* [Provided entries]:

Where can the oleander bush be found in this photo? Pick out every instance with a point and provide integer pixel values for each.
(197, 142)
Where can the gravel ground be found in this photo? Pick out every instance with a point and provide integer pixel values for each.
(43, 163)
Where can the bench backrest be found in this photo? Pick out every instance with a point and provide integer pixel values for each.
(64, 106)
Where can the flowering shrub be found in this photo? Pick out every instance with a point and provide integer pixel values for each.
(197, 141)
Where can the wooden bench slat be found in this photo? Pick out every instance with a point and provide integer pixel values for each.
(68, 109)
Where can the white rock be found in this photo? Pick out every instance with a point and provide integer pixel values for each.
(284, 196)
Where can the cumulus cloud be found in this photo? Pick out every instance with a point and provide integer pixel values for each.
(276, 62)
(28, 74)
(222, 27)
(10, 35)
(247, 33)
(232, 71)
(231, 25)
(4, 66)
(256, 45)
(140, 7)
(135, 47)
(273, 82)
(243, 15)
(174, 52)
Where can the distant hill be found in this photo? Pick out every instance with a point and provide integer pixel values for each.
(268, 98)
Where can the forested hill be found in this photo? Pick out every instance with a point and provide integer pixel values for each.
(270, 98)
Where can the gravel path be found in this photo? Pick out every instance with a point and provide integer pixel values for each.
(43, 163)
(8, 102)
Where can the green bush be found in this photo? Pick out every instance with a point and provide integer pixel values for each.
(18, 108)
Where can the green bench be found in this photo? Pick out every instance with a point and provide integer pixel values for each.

* [Aim]: Write out the records word for word, starting with the line that contains "Where can the cumulus" and continuing up to and including the final line of the records.

* [Complete answer]:
Where can the cumulus cloud be found in this photo? Pick out every instance with a point and provide integer pixel values for each.
(276, 62)
(28, 74)
(222, 27)
(10, 35)
(247, 33)
(232, 71)
(231, 25)
(4, 66)
(256, 45)
(140, 7)
(135, 47)
(273, 82)
(243, 15)
(174, 52)
Where can the distant hill be found in this photo? Pick out every instance with a point and provide integer pixel values for each.
(268, 98)
Where can the forested hill be found in this photo? Pick out every instance with a point and provide integer pixel values for each.
(270, 98)
Where can the gravel path be found in this photo? Pick out every instance with a point and provide integer pixel values for each.
(43, 163)
(8, 102)
Where can the green bush be found in this photo? Pick out every instance with a point and provide integer pixel values for each.
(18, 108)
Where can the green bench be found in this photo? Pick out every instance with a point and provide integer pixel values for each.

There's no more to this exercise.